» EXERCISE TASK 1: Set out the entries as a numbered list, starting with the line that contains "of the animal's" and going on through the line that contains "point(357, 595)", with blank lines left out.

>> begin PASSAGE PROVIDED

Melillo informed Plaintiffs that he was deeming their repair work to be a "substantial improvement" under Chapter 186 of the Village Code. Id. ¶ 56.
Initially, Melillo told David Witt that Plaintiffs needed to obtain a New York State variance prior to making their application to the Board. Id. ¶ 64. A state official, however, indicated that she did not think the repairs fell within Chapter 186's definition of "substantial improvement," such that a state variance would not be required. Id. ¶¶ 65-66. A site visit in late January 2012 confirmed that Plaintiffs did not need a state variance. Id. ¶ 67.
Melillo rejected Plaintiffs' offer to limit the work being done on their home so that the cost would not qualify as a "substantial improvement." Id. ¶ 71. When asked why the other residents in the neighborhood had been able to complete their repairs without a permit or a variance, Melillo told Plaintiffs that those residents had performed the work illegally or failed to file for permits, adding that Plaintiffs were "being punished for doing the right thing." Id. ¶¶ 72-73 (internal quotation marks omitted). Days later, Melillo informed David Witt that he had spoken to the Board and that Plaintiffs would "have a hard time getting this variance." Id. ¶ 76 (internal quotation marks omitted).
Plaintiffs submitted their variance application on January 27, 2012 and made a mandatory $2,000 escrow deposit to cover the Board's consultant fees. Id. ¶ 78. They also spoke with Village Manager Richard Slingerland, asking him why no other homes on their block had been required to obtain a variance. Id. ¶ 79. Slingerland told them that the other homes had obtained permits but that the work had been performed illegally and the Village was taking corrective measures. Id.
On February 6, 2012, Plaintiffs attended a meeting with Melillo and the Board's consultant, Susan Favarte. Id. ¶ 80. Favarte indicated that Plaintiffs would be eligible for a variance on the basis of hardship, but Melillo again indicated that it would be difficult for them to obtain a variance, explaining that he was "getting beat up by all these agencies and [the Federal Emergency Management Agency ("FEMA") ]." Id. ¶¶ 81-82 (internal quotation marks omitted).
Plaintiffs appeared before the Board on February 8, 2012. Id. ¶ 85. At the meeting, the Board's attorney told the Board that their decision could have ramifications because "other agencies" were monitoring the Village and the way it was handling Chapter 186. Id. ¶ 90. Plaintiffs were told to submit a Floodplain Development Permit Application and to meet with Melillo and the Village Engineer to identify the
By this point, Plaintiffs had run out of money to pay for the necessary repairs or to pay their mortgage. Id. ¶ 105. They defaulted on the mortgage, foreclosure proceedings commenced, and their credit was ruined. Id.

>> end PASSAGE PROVIDED
>> begin INPUT FOR THIS TASK

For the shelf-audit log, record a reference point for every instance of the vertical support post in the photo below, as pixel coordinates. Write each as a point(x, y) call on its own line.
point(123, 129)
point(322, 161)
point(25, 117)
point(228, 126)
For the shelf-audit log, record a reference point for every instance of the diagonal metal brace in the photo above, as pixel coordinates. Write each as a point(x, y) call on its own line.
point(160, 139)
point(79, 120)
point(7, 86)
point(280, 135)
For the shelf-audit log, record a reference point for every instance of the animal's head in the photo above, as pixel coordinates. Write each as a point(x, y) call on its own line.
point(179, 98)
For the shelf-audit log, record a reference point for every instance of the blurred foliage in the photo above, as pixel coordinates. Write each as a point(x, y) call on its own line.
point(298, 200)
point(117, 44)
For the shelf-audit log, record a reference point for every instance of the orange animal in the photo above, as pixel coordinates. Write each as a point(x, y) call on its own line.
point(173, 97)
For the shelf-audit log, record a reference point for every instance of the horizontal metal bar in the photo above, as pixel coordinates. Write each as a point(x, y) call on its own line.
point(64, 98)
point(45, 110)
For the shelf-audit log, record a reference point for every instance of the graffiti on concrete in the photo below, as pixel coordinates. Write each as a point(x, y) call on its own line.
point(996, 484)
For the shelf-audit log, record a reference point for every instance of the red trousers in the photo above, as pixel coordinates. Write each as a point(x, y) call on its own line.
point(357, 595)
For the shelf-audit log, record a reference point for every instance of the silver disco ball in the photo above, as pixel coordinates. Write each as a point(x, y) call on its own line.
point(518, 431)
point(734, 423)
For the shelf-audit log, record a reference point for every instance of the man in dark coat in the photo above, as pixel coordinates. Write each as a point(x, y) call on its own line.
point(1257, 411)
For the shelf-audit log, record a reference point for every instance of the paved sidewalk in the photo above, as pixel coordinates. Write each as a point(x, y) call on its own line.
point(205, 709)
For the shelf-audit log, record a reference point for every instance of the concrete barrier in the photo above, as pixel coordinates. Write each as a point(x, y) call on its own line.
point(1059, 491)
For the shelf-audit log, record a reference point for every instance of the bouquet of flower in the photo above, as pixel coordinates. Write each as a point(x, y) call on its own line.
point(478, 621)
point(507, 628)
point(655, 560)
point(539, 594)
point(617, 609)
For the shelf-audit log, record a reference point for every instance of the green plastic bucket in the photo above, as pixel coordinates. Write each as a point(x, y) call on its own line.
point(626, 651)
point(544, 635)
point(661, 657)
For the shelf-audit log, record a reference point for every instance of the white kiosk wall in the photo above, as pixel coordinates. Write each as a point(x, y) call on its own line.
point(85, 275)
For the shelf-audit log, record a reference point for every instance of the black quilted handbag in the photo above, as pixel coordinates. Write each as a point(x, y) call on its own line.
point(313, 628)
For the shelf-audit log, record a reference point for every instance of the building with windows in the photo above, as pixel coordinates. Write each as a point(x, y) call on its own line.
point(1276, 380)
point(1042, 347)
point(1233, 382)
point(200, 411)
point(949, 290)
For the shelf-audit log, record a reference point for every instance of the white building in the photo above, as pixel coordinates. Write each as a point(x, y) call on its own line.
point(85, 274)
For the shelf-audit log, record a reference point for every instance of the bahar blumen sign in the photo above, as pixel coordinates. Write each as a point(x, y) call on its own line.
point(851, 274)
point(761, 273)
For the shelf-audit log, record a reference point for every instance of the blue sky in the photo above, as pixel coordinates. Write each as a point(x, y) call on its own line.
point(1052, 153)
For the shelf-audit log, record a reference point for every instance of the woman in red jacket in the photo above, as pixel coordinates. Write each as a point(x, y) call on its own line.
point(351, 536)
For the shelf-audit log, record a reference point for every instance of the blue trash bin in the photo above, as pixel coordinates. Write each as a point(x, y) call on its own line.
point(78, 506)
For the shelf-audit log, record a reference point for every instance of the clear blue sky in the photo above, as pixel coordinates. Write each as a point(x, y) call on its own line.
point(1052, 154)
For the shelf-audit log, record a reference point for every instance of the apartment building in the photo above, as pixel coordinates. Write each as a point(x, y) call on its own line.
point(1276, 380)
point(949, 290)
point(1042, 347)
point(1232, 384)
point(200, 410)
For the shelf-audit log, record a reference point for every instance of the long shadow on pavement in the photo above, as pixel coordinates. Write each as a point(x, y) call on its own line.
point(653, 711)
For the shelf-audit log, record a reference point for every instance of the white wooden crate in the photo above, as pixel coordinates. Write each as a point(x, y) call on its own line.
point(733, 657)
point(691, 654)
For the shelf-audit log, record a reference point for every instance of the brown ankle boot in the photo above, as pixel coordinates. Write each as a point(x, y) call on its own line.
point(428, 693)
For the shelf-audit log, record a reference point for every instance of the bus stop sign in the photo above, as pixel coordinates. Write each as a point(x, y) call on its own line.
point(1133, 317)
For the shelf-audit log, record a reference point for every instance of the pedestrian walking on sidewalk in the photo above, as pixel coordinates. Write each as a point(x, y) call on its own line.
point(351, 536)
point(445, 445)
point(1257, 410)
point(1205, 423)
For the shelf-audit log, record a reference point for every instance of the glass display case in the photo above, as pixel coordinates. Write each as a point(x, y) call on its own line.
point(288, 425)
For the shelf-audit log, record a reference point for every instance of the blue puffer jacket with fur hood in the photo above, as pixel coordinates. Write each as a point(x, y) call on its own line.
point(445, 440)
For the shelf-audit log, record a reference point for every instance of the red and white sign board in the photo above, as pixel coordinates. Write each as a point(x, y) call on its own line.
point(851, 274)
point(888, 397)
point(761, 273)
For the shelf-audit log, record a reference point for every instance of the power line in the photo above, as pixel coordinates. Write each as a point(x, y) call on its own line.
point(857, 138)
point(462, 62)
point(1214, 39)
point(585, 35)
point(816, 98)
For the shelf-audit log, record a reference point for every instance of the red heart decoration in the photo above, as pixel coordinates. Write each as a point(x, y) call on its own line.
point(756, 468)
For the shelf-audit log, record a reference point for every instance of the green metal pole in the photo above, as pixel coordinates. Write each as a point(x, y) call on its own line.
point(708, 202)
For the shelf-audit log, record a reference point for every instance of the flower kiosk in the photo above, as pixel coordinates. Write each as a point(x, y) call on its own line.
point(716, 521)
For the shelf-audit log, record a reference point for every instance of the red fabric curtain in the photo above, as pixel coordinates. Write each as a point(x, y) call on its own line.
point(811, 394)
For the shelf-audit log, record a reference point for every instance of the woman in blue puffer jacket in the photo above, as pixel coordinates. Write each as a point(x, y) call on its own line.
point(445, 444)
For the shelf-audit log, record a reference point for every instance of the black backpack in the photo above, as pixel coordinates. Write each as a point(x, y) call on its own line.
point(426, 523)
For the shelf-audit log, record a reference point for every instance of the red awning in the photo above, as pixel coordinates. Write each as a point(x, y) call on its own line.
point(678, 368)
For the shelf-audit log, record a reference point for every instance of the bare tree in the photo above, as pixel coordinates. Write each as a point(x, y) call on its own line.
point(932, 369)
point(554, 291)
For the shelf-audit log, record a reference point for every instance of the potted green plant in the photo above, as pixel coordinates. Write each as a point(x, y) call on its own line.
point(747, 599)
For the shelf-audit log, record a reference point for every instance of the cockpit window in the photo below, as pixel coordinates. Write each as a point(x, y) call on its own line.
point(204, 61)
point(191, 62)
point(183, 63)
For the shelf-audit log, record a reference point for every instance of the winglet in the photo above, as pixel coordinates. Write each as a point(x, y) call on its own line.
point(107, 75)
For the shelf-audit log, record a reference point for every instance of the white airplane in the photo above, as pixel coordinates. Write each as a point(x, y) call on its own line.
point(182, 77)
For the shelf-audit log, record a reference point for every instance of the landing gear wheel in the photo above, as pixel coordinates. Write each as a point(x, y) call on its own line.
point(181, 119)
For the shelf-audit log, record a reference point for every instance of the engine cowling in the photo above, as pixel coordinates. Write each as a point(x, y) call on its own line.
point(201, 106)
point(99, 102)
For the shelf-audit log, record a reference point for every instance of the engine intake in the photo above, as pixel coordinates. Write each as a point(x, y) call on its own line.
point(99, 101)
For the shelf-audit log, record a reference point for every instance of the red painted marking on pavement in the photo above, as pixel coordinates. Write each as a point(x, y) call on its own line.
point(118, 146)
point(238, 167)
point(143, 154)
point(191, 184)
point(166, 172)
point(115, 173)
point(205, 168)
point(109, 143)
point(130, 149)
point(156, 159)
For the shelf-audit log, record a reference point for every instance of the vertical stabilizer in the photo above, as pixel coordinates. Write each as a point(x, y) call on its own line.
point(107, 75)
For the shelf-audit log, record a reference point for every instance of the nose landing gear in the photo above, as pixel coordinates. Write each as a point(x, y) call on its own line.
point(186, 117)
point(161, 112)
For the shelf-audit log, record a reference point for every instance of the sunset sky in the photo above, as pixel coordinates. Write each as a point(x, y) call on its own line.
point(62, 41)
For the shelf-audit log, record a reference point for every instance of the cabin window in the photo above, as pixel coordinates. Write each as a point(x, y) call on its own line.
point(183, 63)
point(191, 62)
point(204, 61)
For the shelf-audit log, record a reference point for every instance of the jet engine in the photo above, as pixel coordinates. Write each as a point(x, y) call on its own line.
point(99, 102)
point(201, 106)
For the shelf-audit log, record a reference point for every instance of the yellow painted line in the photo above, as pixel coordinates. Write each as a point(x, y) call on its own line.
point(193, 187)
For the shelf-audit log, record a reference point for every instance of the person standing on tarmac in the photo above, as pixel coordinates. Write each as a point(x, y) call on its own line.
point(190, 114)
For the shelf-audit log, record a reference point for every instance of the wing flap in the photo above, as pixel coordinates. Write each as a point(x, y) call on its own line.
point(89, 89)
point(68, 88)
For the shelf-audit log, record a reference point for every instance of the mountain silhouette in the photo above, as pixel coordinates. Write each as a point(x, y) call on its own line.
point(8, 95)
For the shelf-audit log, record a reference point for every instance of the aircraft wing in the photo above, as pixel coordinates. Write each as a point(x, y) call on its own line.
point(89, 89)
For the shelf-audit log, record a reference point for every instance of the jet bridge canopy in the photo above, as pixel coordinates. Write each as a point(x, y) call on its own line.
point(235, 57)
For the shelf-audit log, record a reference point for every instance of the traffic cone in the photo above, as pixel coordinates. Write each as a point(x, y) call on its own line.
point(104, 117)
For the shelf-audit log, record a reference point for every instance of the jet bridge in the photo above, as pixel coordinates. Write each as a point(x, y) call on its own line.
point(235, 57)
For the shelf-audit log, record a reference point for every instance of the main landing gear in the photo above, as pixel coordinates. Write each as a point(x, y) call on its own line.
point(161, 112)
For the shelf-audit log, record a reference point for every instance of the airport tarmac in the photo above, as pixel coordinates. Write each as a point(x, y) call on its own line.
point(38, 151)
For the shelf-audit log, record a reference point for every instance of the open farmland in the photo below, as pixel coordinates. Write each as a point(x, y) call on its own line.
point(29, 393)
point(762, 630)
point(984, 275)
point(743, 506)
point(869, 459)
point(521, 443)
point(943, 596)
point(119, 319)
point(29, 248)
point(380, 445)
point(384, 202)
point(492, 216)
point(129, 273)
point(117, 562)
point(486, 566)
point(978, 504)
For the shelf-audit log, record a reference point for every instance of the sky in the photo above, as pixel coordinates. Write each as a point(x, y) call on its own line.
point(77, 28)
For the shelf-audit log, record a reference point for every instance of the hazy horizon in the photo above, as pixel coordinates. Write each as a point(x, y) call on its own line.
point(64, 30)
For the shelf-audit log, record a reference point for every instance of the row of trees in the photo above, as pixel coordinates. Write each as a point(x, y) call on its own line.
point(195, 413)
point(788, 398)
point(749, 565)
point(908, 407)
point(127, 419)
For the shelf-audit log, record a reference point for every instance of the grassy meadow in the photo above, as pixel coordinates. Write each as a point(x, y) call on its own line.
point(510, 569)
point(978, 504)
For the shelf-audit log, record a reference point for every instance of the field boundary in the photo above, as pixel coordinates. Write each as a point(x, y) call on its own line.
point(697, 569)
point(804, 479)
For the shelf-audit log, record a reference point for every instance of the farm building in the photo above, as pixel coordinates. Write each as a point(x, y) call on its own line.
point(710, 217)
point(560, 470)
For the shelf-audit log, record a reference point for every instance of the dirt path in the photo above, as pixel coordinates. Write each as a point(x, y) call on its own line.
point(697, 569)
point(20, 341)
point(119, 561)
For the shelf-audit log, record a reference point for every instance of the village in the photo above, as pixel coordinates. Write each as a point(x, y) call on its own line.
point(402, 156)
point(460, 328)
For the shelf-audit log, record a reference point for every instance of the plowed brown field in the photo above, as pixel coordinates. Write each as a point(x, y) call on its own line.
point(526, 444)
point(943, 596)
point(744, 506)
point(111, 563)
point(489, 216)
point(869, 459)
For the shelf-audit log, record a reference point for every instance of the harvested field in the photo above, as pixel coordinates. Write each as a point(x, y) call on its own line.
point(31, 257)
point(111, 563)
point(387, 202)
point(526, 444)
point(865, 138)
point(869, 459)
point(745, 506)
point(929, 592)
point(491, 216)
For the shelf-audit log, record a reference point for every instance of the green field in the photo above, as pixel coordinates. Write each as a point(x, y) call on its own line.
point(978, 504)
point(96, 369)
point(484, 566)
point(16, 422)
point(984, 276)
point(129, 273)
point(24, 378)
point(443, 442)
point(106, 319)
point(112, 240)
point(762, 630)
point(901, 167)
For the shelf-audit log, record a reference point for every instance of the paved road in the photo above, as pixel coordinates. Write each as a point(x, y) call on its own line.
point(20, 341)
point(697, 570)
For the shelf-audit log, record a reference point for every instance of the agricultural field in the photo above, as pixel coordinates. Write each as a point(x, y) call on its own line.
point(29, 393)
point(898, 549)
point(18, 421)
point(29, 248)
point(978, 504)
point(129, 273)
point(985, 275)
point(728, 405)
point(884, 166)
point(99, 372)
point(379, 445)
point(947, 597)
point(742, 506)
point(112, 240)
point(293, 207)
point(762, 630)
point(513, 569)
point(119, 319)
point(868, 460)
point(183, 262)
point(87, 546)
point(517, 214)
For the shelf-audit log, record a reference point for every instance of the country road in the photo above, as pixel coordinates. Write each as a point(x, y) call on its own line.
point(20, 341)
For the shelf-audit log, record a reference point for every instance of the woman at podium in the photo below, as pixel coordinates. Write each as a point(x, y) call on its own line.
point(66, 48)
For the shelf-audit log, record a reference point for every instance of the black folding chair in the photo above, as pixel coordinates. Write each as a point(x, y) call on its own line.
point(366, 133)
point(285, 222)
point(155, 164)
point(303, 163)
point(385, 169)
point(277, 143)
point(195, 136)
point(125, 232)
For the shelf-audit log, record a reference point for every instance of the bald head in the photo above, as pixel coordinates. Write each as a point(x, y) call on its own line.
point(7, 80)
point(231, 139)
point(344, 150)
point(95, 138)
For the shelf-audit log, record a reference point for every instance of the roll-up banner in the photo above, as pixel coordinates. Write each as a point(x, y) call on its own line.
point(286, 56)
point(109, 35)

>> end INPUT FOR THIS TASK

» EXERCISE TASK 2: Carry on the passage about the plaintiffs' variance dispute with the Village from its last sentence.

» TASK RESULT 1:
1. For the shelf-audit log, record a reference point for every instance of the animal's head in the photo above, as pixel coordinates. Write each as a point(x, y) call on its own line.
2. point(179, 98)
3. For the shelf-audit log, record a reference point for every instance of the blurred foliage in the photo above, as pixel coordinates. Write each as a point(x, y) call on its own line.
4. point(298, 200)
5. point(117, 44)
6. For the shelf-audit log, record a reference point for every instance of the orange animal in the photo above, as pixel coordinates. Write each as a point(x, y) call on its own line.
7. point(173, 97)
8. For the shelf-audit log, record a reference point for every instance of the horizontal metal bar in the photo above, as pixel coordinates. Write each as a point(x, y) call on its own line.
9. point(64, 98)
10. point(45, 110)
11. For the shelf-audit log, record a reference point for every instance of the graffiti on concrete in the photo below, as pixel coordinates. Write each as a point(x, y) call on its own line.
12. point(996, 484)
13. For the shelf-audit log, record a reference point for every instance of the red trousers in the photo above, as pixel coordinates. Write each as a point(x, y) call on its own line.
14. point(357, 595)

» TASK RESULT 2:
Plaintiffs filed suit on December 4, 2012 and amended their Complaint on February 15, 2013. Docs. 1, 4. They allege that, after ignoring other homeowners' unauthorized and noncompliant repair work, Defendants selectively enforced Chapter 186 against them in order to convince state and federal authorities that the Village was remedying its past failure to enforce flood-zone regulations. Am. Compl. ¶ 116.
Defendants ask the Court to dismiss the Amended Complaint in its entirety. Doc. 8.
Defendants' threshold argument in favor of dismissal is that Plaintiffs' federal claims are not ripe to the extent they are based on Melillo's stop work order or his determination that a variance and/or a floodplain permit was required. See Defs.' Mem. of Law in Supp. at 2-4. Because ripeness is a jurisdictional issue, it is properly considered under Rule 12(b)(1). See Duane Reade, Inc. v. St. Paul Fire & Marine Ins. Co., 261 F.Supp.2d 293, 294 (S.D.N.Y.2003).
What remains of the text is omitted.